-- Brief --
Rescale the material below, starting with its first line and going on through the line containing "[1119, 503]", with both ends included. Reproduce every line in full, multiplying each answer coordinate by 1.35 and rounding it to a whole number (halves rounded up), and leave all other text and numbers unchanged.

-- Information shown --

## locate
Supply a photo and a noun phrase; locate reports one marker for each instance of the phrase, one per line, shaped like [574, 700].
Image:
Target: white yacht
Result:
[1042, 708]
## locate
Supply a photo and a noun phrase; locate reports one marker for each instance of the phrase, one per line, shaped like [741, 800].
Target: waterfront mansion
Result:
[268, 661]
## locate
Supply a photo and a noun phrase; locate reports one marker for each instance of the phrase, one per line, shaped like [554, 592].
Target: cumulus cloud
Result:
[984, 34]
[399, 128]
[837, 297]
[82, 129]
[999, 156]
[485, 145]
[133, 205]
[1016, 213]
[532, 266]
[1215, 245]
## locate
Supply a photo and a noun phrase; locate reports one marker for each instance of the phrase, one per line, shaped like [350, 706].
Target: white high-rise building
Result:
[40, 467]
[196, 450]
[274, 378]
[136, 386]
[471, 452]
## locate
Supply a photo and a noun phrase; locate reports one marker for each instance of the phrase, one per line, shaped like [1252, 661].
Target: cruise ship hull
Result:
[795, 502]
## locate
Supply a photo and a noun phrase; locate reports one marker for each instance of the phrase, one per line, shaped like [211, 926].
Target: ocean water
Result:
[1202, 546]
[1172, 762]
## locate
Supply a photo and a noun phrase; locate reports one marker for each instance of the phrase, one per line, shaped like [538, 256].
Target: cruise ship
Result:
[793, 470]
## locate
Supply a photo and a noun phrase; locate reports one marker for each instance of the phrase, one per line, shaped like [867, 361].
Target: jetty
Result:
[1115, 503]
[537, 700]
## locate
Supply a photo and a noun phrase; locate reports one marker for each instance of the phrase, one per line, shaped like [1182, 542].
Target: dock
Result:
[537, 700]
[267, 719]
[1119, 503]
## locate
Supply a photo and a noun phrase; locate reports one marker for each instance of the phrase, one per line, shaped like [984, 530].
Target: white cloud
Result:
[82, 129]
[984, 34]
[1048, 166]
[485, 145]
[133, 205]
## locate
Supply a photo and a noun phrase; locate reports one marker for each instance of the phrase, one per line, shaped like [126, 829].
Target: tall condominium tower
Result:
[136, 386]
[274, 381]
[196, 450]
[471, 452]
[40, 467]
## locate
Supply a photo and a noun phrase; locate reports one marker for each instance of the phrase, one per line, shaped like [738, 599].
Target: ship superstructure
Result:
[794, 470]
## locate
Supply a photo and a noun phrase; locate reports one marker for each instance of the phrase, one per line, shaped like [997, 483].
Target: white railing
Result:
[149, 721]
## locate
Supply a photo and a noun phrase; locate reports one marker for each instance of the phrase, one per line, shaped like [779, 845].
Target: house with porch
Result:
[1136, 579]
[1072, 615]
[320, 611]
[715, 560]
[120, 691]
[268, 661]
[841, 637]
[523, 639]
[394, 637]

-- Written answer --
## locate
Supply a photo and a noun phrase; locate reports one marker for each instance of the phrase, one per line, shaped like [574, 700].
Image:
Target: white yacht
Result:
[1407, 956]
## locate
Supply a photo and a noun phrase; locate reports one marker for each instance of the phrase, one per line, shaped like [741, 800].
Target: waterfront mansion
Result:
[362, 892]
## locate
Supply a photo and a noun phrase; locate reports one marker for each instance of the phrase, one per line, shaped like [554, 592].
Target: cumulus cloud
Result:
[1328, 46]
[539, 173]
[1130, 401]
[111, 174]
[1349, 211]
[655, 196]
[180, 277]
[1372, 288]
[718, 359]
[1640, 331]
## locate
Supply a photo and a noun phrase; locate reports one marker for each instance of the phrase, one per line, shaped like [350, 706].
Target: white high-rise building
Result:
[54, 630]
[265, 608]
[370, 510]
[184, 521]
[636, 610]
## locate
Supply a photo and a noun phrase; locate reports one marker for each instance of the phrase, one per line, shaped like [1252, 661].
Target: cruise ship hull
Result:
[1073, 678]
## locate
Supply a photo and a noun phrase; locate reports one marker for each instance of the phrase, one per line, shaped like [211, 926].
Target: ocean water
Result:
[1623, 737]
[1582, 1029]
## locate
Supply a photo and a noun phrase; locate reports one marker for each instance of the phrase, one per line, shaped like [538, 256].
Target: cruise ship
Result:
[1071, 635]
## locate
Supply a photo and a noun phrase; locate reports one marker for each instance of the phrase, one per line, shaped like [867, 361].
Target: jetty
Result:
[1505, 679]
[725, 945]
## locate
Supply a photo and a noun phrase; locate reports one marker for each instance of the phrase, one per line, shaped like [1182, 542].
Target: dock
Result:
[725, 945]
[360, 971]
[1511, 679]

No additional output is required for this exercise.